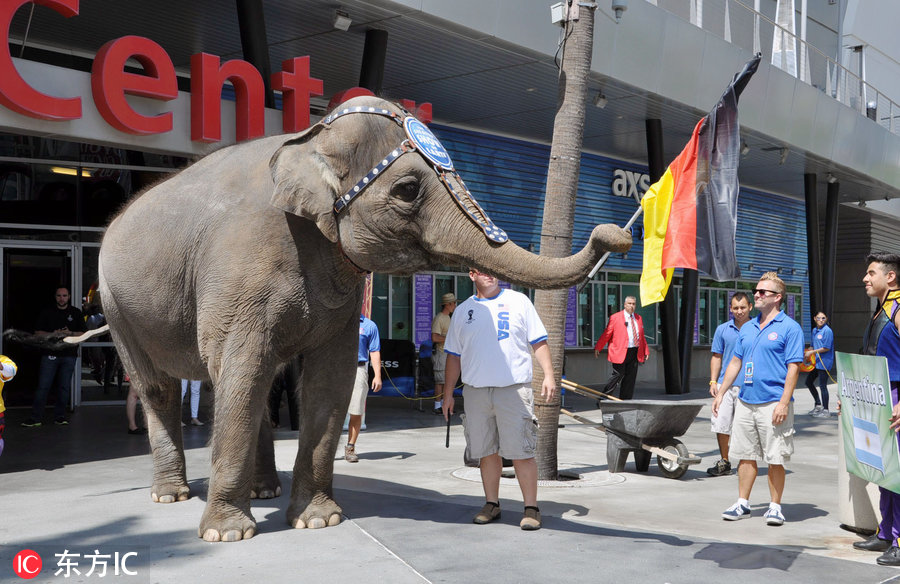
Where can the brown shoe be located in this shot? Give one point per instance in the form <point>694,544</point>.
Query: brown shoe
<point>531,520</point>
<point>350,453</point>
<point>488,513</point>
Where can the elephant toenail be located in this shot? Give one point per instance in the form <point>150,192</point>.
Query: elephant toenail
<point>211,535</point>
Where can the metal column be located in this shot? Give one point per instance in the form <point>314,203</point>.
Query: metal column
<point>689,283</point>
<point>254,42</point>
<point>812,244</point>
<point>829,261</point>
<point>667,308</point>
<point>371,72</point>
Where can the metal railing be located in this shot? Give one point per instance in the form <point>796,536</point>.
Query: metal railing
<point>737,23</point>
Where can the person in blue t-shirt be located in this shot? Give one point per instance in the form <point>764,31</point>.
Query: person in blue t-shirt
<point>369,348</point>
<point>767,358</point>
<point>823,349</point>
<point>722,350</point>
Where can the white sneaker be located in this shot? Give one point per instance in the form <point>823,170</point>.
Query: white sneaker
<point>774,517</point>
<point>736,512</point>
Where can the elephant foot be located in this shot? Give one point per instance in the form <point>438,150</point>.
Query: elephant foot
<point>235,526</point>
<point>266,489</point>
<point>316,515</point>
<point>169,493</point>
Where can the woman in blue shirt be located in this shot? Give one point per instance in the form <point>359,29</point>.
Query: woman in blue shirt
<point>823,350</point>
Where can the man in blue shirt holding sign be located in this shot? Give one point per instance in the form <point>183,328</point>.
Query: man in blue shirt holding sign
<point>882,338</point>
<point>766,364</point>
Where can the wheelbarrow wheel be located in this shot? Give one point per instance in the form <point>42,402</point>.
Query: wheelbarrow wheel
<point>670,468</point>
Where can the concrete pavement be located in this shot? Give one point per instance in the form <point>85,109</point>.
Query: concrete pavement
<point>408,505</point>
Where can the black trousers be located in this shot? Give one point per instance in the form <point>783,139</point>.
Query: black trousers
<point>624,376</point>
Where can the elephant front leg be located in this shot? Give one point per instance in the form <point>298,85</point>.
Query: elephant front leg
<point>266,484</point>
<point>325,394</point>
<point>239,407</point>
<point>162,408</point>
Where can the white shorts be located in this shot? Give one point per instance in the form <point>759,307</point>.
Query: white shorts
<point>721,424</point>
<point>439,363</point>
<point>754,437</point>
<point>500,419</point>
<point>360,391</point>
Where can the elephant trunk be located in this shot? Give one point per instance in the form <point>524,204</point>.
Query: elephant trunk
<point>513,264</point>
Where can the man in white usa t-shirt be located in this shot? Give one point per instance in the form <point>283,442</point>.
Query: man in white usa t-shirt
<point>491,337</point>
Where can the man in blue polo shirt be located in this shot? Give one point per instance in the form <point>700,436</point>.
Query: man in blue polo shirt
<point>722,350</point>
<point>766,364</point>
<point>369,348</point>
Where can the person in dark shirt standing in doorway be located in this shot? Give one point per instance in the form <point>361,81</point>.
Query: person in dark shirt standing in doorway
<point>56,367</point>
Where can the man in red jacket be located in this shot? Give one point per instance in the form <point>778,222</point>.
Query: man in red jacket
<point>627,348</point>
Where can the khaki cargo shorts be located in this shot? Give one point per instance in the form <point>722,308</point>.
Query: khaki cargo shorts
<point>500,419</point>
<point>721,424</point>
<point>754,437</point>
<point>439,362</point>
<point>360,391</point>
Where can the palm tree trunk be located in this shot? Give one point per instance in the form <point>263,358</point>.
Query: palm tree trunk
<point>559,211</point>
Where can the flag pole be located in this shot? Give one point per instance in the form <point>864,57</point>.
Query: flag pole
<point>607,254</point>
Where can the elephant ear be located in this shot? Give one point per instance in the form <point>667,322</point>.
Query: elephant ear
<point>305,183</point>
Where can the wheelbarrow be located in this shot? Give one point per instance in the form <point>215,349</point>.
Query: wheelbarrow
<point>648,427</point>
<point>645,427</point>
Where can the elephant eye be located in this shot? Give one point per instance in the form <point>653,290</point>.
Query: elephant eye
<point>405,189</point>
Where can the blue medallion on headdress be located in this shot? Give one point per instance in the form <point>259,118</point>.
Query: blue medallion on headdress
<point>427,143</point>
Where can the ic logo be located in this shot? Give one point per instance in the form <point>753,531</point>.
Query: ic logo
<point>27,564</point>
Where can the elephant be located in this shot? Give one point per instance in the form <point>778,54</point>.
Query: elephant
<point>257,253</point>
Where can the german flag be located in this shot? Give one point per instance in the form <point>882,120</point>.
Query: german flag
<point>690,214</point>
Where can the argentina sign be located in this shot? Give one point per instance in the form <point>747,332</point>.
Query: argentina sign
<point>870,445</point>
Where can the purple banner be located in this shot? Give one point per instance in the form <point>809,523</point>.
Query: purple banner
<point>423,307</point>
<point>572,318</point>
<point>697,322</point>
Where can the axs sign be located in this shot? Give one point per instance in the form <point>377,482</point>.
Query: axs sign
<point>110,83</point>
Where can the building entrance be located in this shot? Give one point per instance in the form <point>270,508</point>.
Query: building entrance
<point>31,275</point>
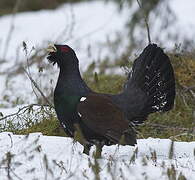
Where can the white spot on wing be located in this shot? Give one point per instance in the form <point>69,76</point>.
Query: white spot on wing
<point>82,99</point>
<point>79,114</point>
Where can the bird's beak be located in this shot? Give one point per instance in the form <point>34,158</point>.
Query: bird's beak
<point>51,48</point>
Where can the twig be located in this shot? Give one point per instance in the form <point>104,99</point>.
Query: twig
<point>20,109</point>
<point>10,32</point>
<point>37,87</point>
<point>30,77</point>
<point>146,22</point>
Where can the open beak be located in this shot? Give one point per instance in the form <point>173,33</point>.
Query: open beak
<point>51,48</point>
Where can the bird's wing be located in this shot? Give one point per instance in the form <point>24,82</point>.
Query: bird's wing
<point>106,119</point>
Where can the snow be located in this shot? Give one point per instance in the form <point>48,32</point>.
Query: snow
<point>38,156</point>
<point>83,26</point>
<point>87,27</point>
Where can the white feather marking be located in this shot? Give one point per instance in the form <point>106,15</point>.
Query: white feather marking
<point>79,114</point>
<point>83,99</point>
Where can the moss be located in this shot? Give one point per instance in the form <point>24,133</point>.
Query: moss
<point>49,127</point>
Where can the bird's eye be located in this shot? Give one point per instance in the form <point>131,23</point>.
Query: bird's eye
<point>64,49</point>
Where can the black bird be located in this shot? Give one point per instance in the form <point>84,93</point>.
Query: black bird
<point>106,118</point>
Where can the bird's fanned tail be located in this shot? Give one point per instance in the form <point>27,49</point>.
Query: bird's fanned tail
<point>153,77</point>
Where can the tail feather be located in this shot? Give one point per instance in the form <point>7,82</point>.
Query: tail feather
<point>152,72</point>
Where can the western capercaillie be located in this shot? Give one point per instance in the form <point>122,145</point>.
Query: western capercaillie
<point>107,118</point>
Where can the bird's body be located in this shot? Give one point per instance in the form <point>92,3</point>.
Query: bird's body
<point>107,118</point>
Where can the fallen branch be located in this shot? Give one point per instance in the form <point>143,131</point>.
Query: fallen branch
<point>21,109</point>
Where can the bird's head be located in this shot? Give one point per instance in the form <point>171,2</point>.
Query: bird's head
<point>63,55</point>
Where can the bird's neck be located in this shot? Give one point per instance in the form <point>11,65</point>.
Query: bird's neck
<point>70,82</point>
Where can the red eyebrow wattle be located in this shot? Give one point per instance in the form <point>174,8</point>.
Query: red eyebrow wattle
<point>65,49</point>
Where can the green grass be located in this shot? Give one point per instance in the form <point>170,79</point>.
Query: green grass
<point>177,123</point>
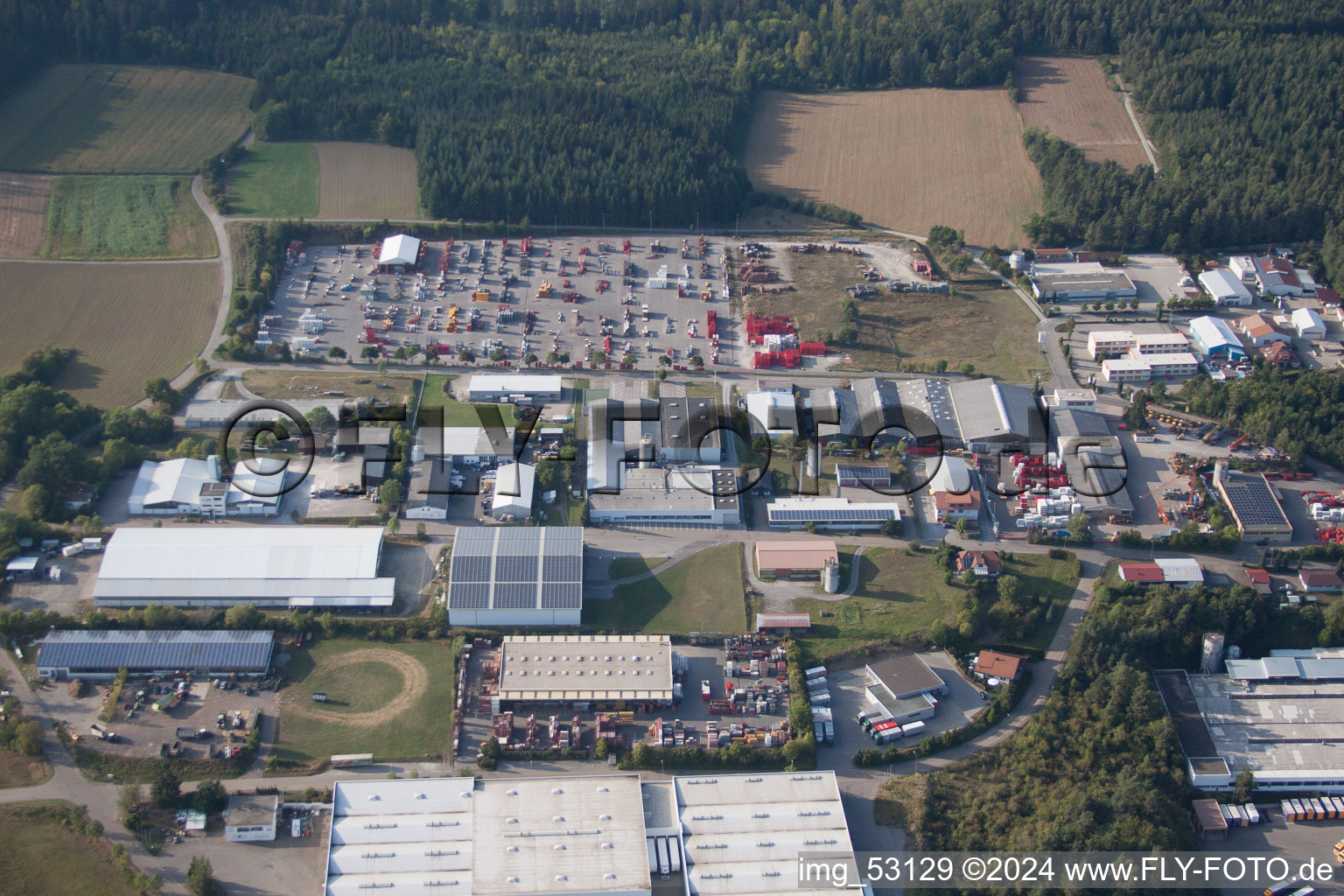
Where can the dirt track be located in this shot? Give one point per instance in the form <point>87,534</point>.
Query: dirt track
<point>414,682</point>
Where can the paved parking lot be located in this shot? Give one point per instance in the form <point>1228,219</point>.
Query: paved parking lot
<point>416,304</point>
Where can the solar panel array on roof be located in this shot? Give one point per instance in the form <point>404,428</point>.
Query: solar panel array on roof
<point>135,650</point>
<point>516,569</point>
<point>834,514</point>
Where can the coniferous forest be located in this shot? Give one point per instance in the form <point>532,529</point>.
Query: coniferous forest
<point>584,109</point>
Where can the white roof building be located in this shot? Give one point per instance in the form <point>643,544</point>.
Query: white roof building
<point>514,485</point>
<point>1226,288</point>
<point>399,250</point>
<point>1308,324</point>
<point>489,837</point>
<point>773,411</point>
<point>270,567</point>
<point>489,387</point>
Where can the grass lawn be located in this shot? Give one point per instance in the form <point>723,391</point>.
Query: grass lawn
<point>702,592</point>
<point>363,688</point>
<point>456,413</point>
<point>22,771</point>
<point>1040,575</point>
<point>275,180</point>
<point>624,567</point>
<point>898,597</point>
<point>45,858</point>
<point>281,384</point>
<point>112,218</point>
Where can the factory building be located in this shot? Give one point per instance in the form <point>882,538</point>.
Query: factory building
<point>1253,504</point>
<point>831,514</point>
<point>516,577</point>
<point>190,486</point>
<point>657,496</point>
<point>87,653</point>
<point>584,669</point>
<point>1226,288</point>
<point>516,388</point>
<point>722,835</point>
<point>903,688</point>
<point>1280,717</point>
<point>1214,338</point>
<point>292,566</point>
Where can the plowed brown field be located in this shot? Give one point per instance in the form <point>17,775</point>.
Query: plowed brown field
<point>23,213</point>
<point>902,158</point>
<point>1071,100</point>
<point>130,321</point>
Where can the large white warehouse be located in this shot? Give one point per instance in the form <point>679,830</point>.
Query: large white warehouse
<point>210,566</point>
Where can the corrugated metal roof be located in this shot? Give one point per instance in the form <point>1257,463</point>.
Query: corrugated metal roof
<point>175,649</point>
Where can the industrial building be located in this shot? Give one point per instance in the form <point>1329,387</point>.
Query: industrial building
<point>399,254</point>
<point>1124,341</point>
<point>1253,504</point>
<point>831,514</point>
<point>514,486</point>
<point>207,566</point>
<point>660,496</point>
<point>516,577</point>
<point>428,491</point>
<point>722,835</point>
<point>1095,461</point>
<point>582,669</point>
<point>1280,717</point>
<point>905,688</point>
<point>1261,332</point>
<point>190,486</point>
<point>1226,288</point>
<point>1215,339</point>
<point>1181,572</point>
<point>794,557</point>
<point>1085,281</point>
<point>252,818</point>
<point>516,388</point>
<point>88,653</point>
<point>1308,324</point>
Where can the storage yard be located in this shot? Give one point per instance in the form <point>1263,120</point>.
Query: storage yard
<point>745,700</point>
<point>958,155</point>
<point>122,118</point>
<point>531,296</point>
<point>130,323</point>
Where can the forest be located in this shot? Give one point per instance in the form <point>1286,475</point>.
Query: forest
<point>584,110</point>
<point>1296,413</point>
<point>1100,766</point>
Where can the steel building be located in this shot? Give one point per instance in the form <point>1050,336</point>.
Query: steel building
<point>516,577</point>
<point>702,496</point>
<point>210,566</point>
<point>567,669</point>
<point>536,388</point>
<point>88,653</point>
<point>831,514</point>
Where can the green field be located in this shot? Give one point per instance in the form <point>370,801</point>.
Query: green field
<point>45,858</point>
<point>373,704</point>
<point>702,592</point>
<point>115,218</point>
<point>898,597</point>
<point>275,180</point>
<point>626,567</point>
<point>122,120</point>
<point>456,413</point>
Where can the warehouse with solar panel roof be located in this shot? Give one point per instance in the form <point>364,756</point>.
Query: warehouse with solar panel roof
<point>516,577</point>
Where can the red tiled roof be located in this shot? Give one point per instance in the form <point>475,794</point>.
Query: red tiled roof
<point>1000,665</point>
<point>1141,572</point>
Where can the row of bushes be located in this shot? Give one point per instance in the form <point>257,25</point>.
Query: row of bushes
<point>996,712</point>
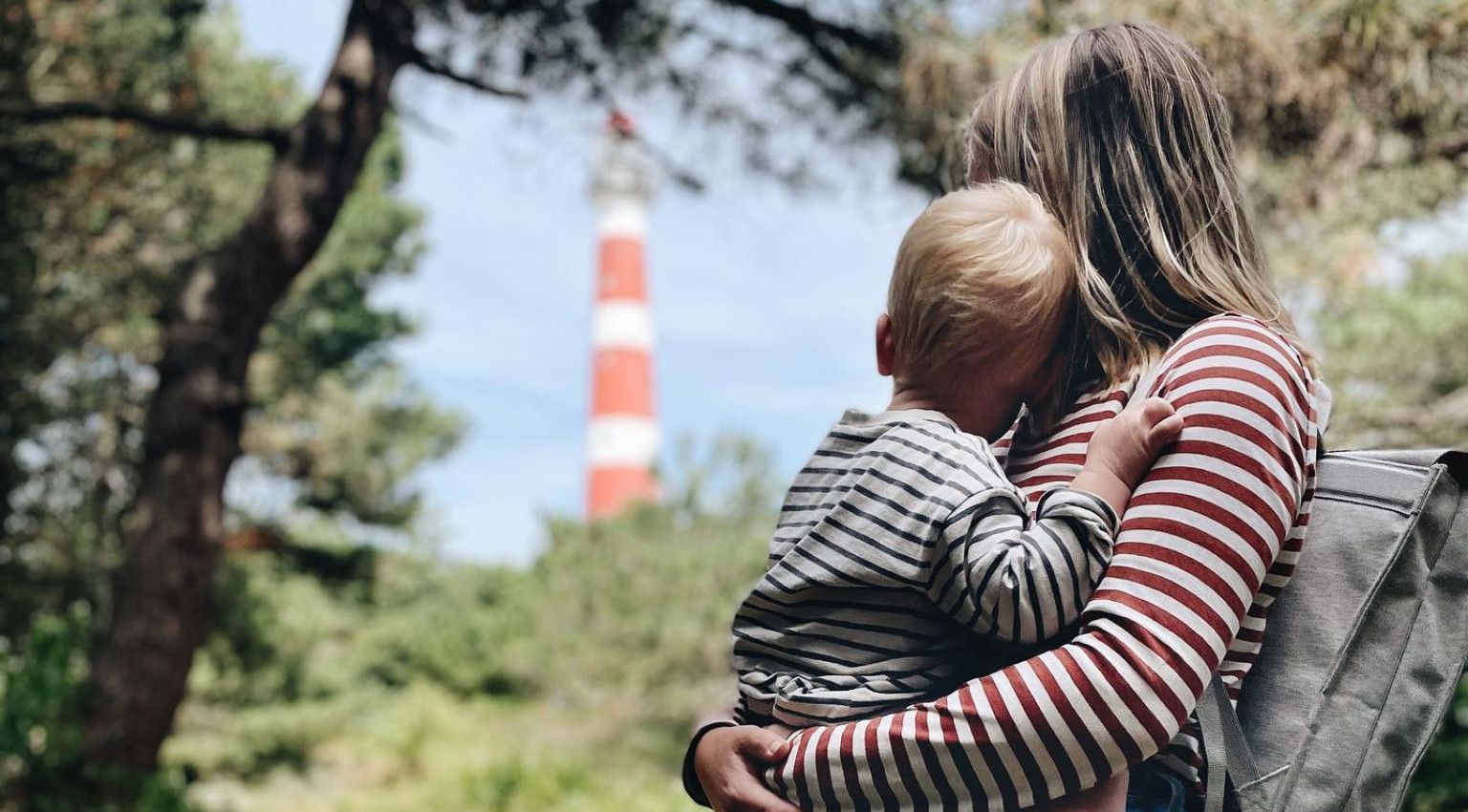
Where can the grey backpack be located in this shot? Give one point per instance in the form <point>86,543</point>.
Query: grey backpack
■ ■ ■ ■
**取り組む課題:** 上のデータから、「Where can the bird's body」を含む行に始まり「<point>65,49</point>」を含む行に終わる部分を、両端の行も含めて一字一句変えずに書き写してください。

**解答:**
Where can the bird's body be located in this shot? Give one point per instance in the form <point>92,3</point>.
Query: bird's body
<point>107,118</point>
Where can the fallen branch be located in this shot? Give one point per instance in the form <point>143,131</point>.
Query: fallen branch
<point>21,109</point>
Where can the bird's head be located in this shot? Give one point per instance in the form <point>171,2</point>.
Query: bird's head
<point>63,55</point>
Where can the bird's neck be located in this shot? Give one point per instance in the form <point>11,65</point>.
Query: bird's neck
<point>70,82</point>
Where can the red eyebrow wattle be located in this shot? Give one point per instance in the form <point>174,8</point>.
Query: red eyebrow wattle
<point>65,49</point>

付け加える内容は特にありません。